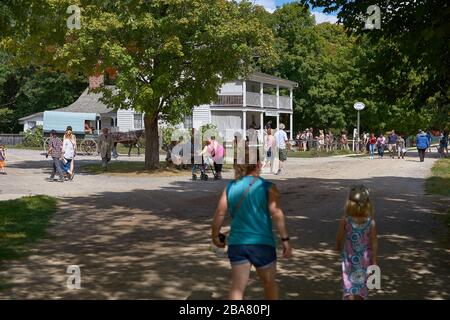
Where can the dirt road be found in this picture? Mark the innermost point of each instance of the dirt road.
(148, 237)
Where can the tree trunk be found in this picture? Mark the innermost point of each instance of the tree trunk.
(151, 141)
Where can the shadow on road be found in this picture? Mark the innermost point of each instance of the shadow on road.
(153, 244)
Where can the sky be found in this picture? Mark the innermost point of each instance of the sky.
(271, 5)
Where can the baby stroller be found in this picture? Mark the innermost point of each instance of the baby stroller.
(207, 165)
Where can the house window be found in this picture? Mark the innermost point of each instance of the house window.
(138, 121)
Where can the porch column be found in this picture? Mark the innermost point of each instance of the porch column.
(291, 125)
(244, 123)
(292, 98)
(278, 96)
(244, 93)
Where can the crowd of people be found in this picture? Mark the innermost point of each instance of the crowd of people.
(254, 205)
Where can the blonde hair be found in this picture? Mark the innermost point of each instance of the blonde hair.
(359, 204)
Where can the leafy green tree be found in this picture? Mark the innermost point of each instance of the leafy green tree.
(414, 35)
(169, 55)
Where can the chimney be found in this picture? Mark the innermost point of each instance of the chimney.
(96, 81)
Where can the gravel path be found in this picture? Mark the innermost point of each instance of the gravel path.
(147, 237)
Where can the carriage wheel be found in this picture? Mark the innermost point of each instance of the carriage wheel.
(88, 146)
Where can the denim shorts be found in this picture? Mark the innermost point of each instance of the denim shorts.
(261, 256)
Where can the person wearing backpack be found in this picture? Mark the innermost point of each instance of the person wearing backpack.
(422, 144)
(253, 204)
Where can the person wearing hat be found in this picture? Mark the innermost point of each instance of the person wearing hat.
(422, 144)
(356, 240)
(69, 151)
(105, 145)
(281, 141)
(55, 151)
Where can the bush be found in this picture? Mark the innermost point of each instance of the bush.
(34, 138)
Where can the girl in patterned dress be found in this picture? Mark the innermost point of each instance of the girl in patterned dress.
(357, 242)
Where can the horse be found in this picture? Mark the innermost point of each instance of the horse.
(130, 139)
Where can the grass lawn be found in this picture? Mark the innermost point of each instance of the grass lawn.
(439, 182)
(22, 223)
(121, 149)
(19, 146)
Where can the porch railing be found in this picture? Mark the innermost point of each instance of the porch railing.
(285, 102)
(253, 99)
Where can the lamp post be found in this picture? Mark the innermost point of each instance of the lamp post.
(358, 106)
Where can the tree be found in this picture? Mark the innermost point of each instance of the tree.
(26, 90)
(169, 55)
(320, 58)
(418, 32)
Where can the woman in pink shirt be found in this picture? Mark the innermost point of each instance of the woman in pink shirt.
(269, 148)
(217, 153)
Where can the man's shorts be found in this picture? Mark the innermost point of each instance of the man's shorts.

::::::::

◆ **YOUR GOAL**
Repeat the listing in full and exactly. Do not include any images.

◆ **ANSWER TO THE PROBLEM**
Where can the dirt road be found in this picture? Mark the innermost point of each instance of the dirt road.
(148, 237)
Where can the tree trunk be found in this picture? Mark the innermost point of each instance of the tree trunk.
(151, 141)
Where can the shadow on road be found in this picture? Mark the innermost point of each instance of the shadow on road.
(153, 244)
Where can the sky be found in this picture? Mark the innermost point of each instance of the sky.
(271, 5)
Where can the baby stroller be found in this picture? Mark the innermost point of each instance of the baby stroller.
(207, 165)
Where can the house window be found in this picture? Mark the innermost point of each instance of the house window.
(138, 121)
Where can the porch column be found in this picture? Mark the innermost point of each instance of the porch column.
(291, 125)
(244, 123)
(292, 98)
(278, 96)
(244, 93)
Where can the crowd of people be found in this picture? Mark the innermost point of each instance of the crowd of people.
(254, 205)
Where can the blonde hair be found in this picture? Mark the innermost point of each instance of the blonde hair.
(359, 204)
Where can the leafy green tree be found in this picture? Mark the innermost point of each instance of the leafy green tree.
(414, 35)
(169, 55)
Where can the chimney be found in this picture? Mark the innermost point of each instance of the chimney.
(96, 81)
Where can the gravel path be found in this picture? Mark the innermost point of each instance of the gravel path.
(147, 237)
Where can the carriage wheel be found in this picture? Mark the innermost point of each instance of the carriage wheel.
(88, 146)
Where can the denim shorts be found in this picture? Mark the innermost point of each instance of the denim shorts.
(261, 256)
Where can the person wearing backpack be found in this picture? Mark the innermost point of each instance of the person wearing backpack.
(422, 144)
(253, 204)
Where can the person wearing hat be found in this picture? Mark the innermost point of each instance of the person wearing hat.
(422, 144)
(356, 240)
(69, 151)
(105, 145)
(281, 141)
(55, 151)
Where can the bush be found in this picture? Mark the innermost point of each instance of the bush.
(34, 138)
Where can the girl in patterned dress be found in this picture? Mark the innermost point of each instance of the girl in patterned dress.
(357, 242)
Where can the horse be found in this picture? Mark the innermost point of each instance of the horse.
(130, 139)
Where can the grass lawn be found in this picture? Mark the innermost point of each instance of the grass lawn.
(439, 182)
(22, 223)
(121, 149)
(19, 146)
Where can the porch railing be found in this picture? Mark the innermost point of each instance of the porch railing.
(285, 102)
(253, 99)
Where can the lamp post be found in this picture? Mark the innermost point of each instance of the lamp post.
(358, 106)
Where can the tree be found in this picture? Mark the innermost point of each instance of the tree.
(26, 90)
(169, 55)
(320, 58)
(418, 32)
Where can the woman in pink shirt be found in this picture? Mark the innermost point of each instance of the woman in pink shirt.
(269, 148)
(217, 153)
Where can the man's shorts be found in this picture? Mark the innermost point of each instance of the man's shorts.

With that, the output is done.